■ **Data for processing**
▬▬▬

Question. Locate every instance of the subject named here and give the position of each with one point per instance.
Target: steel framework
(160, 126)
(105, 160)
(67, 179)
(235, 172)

▬▬▬

■ **What is expected**
Please print all the data again exactly as given.

■ **Exercise solution**
Question. Locate every instance of the subject named here and give the position of each with one point per instance.
Target: steel framework
(160, 126)
(105, 160)
(67, 179)
(235, 172)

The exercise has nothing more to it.